Exercise description: Pick out each line in the listing below that contains the word "building" and copy it out in full. Case counts, so a line only qualifies if the letters match in upper and lower case.

Available records:
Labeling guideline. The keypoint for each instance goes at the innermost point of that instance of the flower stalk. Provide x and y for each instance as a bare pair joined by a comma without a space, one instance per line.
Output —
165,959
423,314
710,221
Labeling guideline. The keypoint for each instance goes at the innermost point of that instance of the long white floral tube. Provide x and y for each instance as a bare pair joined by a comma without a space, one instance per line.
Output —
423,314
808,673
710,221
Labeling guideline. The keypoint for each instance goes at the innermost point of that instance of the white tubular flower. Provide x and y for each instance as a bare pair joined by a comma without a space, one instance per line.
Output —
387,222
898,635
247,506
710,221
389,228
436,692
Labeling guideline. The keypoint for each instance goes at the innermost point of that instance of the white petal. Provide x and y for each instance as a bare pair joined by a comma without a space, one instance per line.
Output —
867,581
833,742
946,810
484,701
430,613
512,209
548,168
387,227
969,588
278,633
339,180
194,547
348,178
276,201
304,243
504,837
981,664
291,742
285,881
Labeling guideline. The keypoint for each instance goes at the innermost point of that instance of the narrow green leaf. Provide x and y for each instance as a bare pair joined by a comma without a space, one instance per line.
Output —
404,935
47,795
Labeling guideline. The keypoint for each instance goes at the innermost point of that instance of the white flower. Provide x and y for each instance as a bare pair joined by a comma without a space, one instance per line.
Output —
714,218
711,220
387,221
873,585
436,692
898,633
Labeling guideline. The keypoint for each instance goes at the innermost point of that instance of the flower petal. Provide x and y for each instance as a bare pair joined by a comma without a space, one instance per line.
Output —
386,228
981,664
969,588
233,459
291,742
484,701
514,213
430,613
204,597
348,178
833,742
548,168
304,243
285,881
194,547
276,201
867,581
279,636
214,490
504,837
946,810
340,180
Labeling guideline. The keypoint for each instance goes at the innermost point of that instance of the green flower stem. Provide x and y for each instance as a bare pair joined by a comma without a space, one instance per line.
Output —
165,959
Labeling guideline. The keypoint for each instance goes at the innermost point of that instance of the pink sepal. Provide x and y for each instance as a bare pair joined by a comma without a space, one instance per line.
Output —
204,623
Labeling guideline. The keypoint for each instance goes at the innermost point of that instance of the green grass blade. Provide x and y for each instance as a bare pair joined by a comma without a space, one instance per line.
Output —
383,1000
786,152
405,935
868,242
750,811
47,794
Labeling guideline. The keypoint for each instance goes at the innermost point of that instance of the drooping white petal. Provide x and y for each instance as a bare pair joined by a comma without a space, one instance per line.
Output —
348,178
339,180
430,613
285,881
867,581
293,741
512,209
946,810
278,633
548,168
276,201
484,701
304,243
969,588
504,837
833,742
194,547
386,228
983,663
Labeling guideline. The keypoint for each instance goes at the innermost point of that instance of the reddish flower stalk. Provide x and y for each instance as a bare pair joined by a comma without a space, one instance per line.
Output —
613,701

* * *

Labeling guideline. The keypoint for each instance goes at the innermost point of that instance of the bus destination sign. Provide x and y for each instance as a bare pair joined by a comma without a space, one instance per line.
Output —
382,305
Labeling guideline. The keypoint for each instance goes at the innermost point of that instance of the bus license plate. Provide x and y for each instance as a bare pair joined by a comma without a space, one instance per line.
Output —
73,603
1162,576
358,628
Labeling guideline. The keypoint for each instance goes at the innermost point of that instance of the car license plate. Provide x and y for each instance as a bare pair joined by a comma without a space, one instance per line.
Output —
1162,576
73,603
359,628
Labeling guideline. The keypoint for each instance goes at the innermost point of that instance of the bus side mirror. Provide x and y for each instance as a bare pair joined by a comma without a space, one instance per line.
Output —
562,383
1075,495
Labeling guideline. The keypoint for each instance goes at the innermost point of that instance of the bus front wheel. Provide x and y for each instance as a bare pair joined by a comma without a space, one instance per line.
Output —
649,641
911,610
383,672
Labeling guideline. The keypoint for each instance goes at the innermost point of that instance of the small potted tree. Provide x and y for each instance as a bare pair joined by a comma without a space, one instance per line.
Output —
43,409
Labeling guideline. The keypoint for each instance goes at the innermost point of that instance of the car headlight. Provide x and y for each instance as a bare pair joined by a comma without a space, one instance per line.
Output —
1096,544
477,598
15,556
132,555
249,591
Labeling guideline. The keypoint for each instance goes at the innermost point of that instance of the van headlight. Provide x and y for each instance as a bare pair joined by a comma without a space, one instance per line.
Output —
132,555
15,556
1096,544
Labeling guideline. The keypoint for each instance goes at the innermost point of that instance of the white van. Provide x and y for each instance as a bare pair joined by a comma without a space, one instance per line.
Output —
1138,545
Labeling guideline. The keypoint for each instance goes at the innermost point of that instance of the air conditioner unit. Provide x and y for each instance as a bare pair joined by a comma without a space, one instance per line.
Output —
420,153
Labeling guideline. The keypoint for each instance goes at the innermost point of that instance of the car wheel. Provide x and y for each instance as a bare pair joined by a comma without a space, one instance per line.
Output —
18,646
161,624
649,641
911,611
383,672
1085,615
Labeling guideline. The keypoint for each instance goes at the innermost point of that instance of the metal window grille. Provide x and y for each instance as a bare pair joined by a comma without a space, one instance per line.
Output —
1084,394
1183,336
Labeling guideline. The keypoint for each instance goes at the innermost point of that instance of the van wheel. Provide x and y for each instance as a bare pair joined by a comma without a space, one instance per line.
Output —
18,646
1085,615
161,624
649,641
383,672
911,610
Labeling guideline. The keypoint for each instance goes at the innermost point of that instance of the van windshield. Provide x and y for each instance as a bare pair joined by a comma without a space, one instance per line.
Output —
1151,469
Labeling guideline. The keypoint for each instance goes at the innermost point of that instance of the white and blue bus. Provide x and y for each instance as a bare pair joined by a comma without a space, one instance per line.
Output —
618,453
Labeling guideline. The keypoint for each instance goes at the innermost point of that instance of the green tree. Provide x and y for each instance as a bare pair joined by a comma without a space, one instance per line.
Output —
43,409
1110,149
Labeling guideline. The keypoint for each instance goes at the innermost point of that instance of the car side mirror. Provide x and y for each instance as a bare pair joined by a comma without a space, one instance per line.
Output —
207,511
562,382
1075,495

---

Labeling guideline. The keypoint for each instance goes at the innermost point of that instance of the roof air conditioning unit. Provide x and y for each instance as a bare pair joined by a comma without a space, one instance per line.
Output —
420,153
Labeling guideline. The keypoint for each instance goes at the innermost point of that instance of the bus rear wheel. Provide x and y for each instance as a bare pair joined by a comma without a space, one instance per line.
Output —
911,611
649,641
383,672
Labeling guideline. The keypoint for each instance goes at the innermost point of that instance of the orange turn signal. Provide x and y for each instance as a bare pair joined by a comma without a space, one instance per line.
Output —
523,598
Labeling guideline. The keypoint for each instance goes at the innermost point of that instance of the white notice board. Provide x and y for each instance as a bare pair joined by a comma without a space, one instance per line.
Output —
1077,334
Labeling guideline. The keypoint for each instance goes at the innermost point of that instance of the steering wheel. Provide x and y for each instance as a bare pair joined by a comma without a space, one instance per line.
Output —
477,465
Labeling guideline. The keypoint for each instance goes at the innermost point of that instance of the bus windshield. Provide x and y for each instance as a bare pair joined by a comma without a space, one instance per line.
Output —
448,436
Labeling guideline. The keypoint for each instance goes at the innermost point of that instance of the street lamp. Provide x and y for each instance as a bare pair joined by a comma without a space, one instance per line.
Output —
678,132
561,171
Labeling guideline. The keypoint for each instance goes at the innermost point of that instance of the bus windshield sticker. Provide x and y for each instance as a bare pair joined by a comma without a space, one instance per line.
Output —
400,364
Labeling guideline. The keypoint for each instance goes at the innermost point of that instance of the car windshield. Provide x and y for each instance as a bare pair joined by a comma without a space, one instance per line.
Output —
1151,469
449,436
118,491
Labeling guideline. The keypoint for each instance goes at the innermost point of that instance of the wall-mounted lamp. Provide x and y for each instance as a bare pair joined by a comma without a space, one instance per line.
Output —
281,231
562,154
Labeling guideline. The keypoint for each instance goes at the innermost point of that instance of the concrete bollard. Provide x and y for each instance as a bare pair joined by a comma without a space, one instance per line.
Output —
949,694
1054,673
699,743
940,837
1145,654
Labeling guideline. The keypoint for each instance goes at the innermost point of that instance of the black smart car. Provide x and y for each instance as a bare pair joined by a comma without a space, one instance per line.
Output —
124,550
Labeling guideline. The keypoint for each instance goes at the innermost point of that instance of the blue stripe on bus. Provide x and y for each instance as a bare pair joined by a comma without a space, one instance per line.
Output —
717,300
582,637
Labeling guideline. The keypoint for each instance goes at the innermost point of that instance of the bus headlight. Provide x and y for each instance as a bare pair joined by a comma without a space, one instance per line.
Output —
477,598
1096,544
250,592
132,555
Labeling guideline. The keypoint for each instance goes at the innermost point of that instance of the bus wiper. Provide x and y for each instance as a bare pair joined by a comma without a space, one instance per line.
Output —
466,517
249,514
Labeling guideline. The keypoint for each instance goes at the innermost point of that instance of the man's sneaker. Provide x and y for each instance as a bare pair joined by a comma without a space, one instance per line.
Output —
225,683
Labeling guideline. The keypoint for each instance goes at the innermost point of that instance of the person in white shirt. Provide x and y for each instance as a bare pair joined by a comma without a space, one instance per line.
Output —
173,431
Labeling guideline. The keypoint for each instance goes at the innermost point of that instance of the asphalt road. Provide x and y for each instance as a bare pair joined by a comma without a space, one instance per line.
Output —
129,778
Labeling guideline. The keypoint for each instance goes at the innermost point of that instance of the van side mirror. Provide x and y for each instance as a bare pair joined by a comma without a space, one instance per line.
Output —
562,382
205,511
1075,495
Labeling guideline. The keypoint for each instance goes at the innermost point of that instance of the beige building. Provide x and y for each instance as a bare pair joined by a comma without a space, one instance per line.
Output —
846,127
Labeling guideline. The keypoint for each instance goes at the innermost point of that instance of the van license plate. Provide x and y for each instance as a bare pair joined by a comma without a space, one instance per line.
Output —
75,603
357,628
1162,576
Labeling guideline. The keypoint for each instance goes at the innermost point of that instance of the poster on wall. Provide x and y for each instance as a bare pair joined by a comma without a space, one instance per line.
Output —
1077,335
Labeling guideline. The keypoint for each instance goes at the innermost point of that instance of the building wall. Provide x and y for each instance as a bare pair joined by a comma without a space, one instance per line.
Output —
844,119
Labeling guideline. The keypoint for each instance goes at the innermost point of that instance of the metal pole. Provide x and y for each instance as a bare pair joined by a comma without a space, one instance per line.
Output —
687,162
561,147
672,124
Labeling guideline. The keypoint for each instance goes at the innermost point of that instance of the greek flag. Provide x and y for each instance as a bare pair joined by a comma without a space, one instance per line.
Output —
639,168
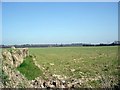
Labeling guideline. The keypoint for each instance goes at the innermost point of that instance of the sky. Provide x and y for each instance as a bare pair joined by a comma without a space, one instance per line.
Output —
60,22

Written solution:
Labeling guideline. The keypoint for each instance goes at the innermost point of that instance of the beige building. Provide x and y for each instance as a bare pair joined by a comma without a space, one instance per line.
Labeling guideline. The keypoint for each instance goes at the innermost point of that instance of the building wall. Provide x and y for each instance as a bare pair joined by a comma without a space, one instance per line.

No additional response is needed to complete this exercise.